What needs to be done :: State how many lines in the items below contain the word "canopy". Reply with the number only.

Data entries ::
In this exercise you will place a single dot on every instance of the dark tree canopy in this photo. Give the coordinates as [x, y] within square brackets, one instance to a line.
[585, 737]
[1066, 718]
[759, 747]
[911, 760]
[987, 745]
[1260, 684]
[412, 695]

Result :: 1